EXCERPTED TEXT:
□ □ □

Topic: Cultivating Resilience and Building a Trauma-Informed Organization
Perry Dougherty of Still Harbor presented at the Next Mile Project to educate the nonprofits about how to best care for their employees’ well-being.
What is Still Harbor?
- Still harbor works with individuals and organizations to understand their purpose and elicit their ‘gifts’ to make change
- They operate at the intersection of spirituality and social justice
- Discerning purpose, vocation, and call to service
- Aligning to and attuning values, beliefs, motivations
- Healing, reconciling and understanding in relationship to self, others, and the sacred
- They believe in ‘accompaniment:’ the notion that one needs to take a holistic approach and consider all factors to understand an issue or organizational entity
Still Harbor strongly believes in helping yourself before helping others (Metaphorically – On an airplane they ask you to place your mask on before assisting others). Why?

□ □ □

QUESTIONS TO ANSWER:
a – Do these statements agree with the Still Harbor notes? Mark each yes or no and quote the words of the notes that decide it.
(i) Still Harbor works only with organizations, not with individuals.
(ii) Still Harbor operates at the intersection of spirituality and social justice.
(iii) The presentation took place at the Next Mile Project.
b – In the Still Harbor notes, what airplane instruction serves as a metaphor for helping yourself before helping others?
c – Extend the Still Harbor notes, starting right after the question "Why?"

SUPPLIED MATERIAL:
□ □ □

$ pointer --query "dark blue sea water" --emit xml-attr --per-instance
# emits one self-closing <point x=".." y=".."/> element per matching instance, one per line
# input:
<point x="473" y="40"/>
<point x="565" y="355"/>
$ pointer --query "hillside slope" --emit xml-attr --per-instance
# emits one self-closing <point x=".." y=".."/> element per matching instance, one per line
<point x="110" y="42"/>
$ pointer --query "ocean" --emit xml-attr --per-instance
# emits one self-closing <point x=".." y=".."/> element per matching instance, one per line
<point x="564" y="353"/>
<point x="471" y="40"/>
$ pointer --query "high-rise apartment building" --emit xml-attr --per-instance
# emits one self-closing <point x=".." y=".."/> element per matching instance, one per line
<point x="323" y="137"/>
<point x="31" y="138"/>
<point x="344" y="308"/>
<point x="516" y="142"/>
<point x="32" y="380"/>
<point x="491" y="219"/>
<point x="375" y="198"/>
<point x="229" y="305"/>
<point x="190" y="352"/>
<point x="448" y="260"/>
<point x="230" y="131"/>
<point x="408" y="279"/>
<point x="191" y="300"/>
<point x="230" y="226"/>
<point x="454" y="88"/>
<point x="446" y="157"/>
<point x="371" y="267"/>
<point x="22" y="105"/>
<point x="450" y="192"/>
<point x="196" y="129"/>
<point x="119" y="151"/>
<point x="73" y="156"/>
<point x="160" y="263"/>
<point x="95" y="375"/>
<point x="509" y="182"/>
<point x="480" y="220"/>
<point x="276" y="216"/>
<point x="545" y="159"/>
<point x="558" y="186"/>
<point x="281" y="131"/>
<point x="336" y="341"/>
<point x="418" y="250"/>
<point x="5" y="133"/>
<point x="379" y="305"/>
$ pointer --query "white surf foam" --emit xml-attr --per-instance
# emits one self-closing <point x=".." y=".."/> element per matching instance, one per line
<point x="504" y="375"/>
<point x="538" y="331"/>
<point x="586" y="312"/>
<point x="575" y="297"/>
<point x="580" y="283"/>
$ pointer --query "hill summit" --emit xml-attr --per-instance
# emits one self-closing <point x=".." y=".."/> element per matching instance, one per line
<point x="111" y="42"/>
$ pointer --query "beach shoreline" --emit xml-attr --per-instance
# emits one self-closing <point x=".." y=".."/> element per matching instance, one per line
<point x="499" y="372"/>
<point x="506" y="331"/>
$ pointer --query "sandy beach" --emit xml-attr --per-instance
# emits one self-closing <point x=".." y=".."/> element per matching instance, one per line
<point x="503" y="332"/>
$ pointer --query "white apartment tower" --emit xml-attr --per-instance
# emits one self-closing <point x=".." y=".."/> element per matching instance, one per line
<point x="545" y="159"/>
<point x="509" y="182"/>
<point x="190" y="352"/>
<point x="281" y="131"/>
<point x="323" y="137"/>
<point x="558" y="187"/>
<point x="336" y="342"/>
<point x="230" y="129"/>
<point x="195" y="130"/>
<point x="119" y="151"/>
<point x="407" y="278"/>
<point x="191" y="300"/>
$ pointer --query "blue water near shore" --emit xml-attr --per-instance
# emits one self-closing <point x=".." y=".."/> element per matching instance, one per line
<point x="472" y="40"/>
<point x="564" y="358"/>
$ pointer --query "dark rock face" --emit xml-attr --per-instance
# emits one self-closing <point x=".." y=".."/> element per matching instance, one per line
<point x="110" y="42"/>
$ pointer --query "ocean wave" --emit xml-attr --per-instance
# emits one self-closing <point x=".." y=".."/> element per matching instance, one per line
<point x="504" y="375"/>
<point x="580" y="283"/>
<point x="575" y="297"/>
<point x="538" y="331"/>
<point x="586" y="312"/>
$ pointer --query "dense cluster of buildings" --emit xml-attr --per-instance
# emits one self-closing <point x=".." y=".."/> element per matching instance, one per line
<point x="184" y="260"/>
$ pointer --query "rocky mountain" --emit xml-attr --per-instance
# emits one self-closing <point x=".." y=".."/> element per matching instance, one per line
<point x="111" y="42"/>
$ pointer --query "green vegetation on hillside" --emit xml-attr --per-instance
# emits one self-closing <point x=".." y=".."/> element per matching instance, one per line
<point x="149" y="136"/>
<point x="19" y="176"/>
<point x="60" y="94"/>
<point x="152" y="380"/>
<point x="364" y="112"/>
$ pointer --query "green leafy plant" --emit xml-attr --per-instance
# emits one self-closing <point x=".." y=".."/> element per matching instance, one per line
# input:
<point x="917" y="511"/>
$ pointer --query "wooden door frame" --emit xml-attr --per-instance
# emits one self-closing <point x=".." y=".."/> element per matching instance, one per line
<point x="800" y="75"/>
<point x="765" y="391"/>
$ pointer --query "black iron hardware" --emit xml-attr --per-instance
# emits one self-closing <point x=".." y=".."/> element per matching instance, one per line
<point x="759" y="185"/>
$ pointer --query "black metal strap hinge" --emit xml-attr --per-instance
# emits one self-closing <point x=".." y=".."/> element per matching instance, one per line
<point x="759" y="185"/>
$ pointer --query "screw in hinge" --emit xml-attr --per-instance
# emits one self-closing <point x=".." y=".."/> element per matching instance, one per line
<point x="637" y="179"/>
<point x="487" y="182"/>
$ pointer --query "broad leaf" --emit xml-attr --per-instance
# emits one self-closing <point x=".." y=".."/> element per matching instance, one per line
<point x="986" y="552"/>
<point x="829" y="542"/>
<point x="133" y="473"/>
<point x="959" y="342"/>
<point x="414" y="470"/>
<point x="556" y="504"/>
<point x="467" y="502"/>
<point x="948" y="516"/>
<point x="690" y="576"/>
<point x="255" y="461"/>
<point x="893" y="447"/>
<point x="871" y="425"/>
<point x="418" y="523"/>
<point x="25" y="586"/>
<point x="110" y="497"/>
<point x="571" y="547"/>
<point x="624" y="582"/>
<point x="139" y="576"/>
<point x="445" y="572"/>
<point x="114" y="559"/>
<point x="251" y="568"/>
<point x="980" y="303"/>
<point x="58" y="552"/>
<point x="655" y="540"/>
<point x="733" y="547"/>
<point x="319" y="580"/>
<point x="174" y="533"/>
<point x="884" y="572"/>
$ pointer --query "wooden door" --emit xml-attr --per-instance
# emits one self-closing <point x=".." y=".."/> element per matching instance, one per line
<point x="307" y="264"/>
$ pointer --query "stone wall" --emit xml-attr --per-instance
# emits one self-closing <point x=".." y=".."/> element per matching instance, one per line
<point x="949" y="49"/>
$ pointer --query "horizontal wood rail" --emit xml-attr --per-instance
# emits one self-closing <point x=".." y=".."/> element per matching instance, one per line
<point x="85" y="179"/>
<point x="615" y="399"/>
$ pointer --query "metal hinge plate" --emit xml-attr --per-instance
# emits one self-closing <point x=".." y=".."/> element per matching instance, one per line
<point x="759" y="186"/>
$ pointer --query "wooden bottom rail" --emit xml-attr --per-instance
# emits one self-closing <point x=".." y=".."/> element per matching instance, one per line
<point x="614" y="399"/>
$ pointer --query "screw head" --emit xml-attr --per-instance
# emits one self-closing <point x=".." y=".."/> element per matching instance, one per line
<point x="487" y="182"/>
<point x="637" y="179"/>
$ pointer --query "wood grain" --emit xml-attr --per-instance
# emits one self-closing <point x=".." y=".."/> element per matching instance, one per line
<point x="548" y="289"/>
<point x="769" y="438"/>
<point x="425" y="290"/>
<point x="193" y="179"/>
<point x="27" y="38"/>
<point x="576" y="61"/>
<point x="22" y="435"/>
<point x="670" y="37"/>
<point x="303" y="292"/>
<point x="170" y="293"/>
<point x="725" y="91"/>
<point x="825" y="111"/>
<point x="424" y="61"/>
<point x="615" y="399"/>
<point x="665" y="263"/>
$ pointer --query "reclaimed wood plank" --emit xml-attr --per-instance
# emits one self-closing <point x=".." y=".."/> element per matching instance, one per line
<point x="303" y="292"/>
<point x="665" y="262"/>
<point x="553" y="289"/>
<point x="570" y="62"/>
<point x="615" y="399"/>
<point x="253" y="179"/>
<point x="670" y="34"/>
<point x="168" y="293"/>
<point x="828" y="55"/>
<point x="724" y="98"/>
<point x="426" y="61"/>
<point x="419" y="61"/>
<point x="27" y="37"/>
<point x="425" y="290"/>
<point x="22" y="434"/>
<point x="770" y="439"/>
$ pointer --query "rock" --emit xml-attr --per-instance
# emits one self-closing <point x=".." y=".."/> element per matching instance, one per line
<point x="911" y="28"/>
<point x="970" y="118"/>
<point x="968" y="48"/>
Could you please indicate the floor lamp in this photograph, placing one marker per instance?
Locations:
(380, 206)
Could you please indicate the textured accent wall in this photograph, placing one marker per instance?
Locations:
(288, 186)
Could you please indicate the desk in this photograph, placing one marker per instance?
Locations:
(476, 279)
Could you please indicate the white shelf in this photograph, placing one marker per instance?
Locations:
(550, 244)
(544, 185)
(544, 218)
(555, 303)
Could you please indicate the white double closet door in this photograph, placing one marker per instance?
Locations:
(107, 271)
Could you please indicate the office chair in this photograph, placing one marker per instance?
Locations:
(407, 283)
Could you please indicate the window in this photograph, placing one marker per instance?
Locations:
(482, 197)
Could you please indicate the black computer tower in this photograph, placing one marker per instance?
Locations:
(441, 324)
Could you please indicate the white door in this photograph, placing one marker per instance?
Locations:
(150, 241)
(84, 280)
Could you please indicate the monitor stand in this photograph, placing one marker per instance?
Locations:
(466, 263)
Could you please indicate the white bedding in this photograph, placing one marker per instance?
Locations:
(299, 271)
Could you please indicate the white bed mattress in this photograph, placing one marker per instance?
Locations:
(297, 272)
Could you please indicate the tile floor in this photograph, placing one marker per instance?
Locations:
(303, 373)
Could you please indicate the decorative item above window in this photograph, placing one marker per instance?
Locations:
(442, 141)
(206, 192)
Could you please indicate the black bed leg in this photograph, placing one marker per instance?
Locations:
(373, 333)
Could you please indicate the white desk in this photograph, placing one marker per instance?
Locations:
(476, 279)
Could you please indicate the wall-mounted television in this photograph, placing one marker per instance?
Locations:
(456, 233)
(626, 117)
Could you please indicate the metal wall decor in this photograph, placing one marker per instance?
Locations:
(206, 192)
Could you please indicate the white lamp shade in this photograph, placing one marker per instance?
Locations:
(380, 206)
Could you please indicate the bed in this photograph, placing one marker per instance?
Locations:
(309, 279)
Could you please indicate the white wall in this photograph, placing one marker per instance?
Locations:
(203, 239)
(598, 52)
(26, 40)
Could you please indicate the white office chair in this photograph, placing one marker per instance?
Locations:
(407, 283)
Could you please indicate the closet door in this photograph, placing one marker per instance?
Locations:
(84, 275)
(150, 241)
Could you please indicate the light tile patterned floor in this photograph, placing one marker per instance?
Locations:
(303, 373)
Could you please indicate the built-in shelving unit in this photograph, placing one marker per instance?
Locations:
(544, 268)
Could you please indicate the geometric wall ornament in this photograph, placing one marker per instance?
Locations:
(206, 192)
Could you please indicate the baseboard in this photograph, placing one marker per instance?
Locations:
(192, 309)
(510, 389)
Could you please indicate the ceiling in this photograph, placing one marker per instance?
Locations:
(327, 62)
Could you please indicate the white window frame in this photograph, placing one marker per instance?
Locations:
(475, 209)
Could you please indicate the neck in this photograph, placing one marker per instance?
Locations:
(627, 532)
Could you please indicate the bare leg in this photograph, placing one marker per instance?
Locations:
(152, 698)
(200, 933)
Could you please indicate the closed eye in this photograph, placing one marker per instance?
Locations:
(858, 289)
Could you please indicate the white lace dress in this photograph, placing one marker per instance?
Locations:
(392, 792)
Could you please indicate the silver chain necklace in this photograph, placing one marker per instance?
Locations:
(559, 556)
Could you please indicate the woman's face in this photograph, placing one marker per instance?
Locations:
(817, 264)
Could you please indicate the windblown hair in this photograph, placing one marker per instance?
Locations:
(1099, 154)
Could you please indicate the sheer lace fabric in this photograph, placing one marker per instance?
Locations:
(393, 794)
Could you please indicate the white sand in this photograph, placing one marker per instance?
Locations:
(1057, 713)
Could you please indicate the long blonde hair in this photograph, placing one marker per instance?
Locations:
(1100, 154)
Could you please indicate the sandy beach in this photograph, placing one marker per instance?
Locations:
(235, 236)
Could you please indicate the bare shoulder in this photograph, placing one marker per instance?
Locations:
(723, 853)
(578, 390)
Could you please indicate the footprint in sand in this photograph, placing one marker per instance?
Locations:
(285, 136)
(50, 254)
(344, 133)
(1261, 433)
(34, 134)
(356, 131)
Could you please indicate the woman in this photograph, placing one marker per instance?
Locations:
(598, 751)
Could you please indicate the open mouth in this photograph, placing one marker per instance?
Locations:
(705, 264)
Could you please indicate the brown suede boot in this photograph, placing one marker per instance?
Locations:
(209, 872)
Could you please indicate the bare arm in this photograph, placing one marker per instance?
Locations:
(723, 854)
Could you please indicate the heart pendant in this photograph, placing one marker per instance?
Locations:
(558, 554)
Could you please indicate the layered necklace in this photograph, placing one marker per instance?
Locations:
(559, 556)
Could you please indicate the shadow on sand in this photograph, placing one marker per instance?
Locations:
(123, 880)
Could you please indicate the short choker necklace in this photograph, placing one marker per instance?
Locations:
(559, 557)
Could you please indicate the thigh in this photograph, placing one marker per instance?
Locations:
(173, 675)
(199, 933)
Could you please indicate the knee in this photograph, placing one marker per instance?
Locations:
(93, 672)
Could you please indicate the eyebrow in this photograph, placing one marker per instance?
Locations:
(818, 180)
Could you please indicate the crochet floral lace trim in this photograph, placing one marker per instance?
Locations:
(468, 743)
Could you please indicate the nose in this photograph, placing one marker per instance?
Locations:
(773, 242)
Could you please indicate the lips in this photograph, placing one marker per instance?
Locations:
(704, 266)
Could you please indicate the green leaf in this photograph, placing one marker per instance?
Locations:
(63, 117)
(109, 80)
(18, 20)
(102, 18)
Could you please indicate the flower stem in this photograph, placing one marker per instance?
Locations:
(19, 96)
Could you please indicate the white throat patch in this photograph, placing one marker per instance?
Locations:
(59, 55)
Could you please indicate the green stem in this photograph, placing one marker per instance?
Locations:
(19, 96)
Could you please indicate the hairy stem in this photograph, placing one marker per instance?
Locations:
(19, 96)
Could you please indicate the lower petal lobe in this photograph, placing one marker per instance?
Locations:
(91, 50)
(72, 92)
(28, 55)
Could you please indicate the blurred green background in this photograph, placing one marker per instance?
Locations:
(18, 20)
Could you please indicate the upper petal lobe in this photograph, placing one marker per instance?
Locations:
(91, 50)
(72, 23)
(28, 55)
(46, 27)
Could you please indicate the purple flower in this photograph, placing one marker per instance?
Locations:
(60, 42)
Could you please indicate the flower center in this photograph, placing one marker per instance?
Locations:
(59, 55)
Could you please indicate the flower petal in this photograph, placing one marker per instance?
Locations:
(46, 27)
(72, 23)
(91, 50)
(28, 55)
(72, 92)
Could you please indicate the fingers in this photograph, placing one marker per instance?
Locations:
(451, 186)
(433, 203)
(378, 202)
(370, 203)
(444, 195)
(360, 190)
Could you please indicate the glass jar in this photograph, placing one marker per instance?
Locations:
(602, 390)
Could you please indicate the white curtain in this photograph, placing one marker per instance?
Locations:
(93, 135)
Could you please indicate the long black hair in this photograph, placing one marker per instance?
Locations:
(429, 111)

□ □ □

PER-TASK ANSWERS:
a –
(i) No: "Still harbor works with individuals and organizations"
(ii) Yes: "They operate at the intersection of spirituality and social justice"
(iii) Yes: "Perry Dougherty of Still Harbor presented at the Next Mile Project"

b – On an airplane they ask you to place your mask on before assisting others.

c –
- Social justice work is very personal and often intermixed with employees’ past pain.
- This can interfere in accomplishing one’s goals
- When we don’t feel healthy and whole our work is often compromised
- Many nonprofits’ ultimate mission is long term change
- Thus, employees cannot burn out as human resources are the most valuable assets many social justice organizations can provide.
- Those attempting to effect positive change need to model what it looks like to heal and to be healed
- If the ultimate goal of a nonprofit is to promote equality or oneness, it is important to consider oneself not only as helpers but also as those in need of help.
- Everyone deserves to say ‘me-too.’
- Becomes a point of solidarity
Dougherty discussed the importance of fostering a nurturing, healing environment in times of peace so that during crisis or after trauma exposure employees are better equipped to cope.
What is trauma exposure?
- In simple terms: witnessing trauma (See slides for a full list of symptoms)
- Seeing suffering, observing substandard qualities of life, listening to those involved a natural disaster or social unrest, etc.
- Individuals and organizations often neglect the employees who are exposed to trauma
- Many are quick to dismiss their own feelings about such exposure due to the relative nature of their experiences: “I didn’t live through it,” “she had it worse than I ever did,” “How can I be upset when they dealt with x, y or z?”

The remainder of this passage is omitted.